**DATA RECORDS**:
**********

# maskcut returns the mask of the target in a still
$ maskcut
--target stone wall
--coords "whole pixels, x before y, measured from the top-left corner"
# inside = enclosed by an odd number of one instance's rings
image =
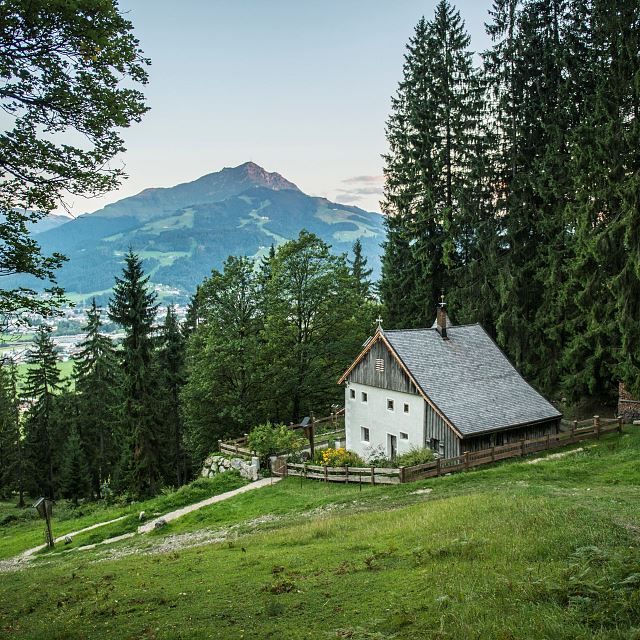
[[[618,387],[618,415],[625,422],[640,420],[640,400],[633,398],[622,382]]]
[[[251,458],[251,462],[243,458],[227,458],[221,455],[210,455],[202,467],[200,475],[203,478],[213,478],[218,473],[227,471],[238,471],[243,478],[255,481],[258,479],[260,470],[260,459]]]

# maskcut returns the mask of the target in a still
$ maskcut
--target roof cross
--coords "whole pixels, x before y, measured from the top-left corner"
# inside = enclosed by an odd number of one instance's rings
[[[382,318],[380,316],[376,318],[376,322],[377,322],[378,329],[382,329]]]

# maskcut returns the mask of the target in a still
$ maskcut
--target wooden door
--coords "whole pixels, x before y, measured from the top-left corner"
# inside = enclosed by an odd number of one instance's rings
[[[398,455],[398,438],[387,434],[387,455],[390,460],[395,460]]]

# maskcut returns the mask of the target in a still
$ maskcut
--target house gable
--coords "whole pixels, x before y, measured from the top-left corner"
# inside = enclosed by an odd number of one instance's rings
[[[370,387],[421,395],[409,375],[403,370],[389,347],[376,334],[355,366],[342,376],[340,382],[349,381]]]

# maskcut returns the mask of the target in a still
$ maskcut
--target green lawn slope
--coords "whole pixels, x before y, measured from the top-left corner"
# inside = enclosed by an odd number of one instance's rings
[[[288,479],[49,554],[0,576],[0,637],[638,638],[640,430],[579,448],[395,487]]]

**********

**WHAT TO PRODUCE**: A verbatim copy of the entries, stripped of pictures, should be produced.

**SOLVED EXERCISE**:
# maskcut returns the mask of the target in a still
$ maskcut
--target stone wall
--coords "whole pixels, x before y, measured from the top-left corner"
# inside = enclosed by an odd number of one instance's rings
image =
[[[618,387],[618,415],[625,422],[640,420],[640,400],[633,398],[622,382]]]
[[[251,458],[251,462],[243,458],[227,458],[221,455],[210,455],[202,467],[200,475],[203,478],[213,478],[218,473],[227,471],[238,471],[243,478],[255,481],[258,479],[260,470],[260,459]]]

# maskcut returns the mask of the target in a still
$ maskcut
--target roof cross
--coords "whole pixels, x before y, measured from the top-left corner"
# inside = enclosed by an odd number of one instance's rings
[[[382,318],[380,316],[376,318],[376,322],[377,322],[378,329],[382,329]]]

# maskcut returns the mask of the target in a still
$ maskcut
--target wooden door
--coords "whole pixels, x before y, measured from the top-left corner"
# inside = enclosed by an odd number of one instance's rings
[[[398,455],[398,438],[387,434],[387,455],[390,460],[395,460]]]

# maskcut returns the mask of the target in a still
$ maskcut
--target house gable
--coords "whole pixels, x before y, measured from the top-left corner"
# inside = enclosed by an odd number of one instance's rings
[[[370,387],[421,395],[409,375],[403,370],[389,347],[376,334],[355,366],[342,376],[340,382],[349,381]]]

# maskcut returns the mask of the target in a still
$ maskcut
--target green lawn slope
--coords "whole pixels, x before y, measured from the top-left corner"
# inside = enclosed by an odd number of one instance's rings
[[[288,479],[49,554],[0,576],[0,637],[638,638],[640,430],[579,448],[395,487]]]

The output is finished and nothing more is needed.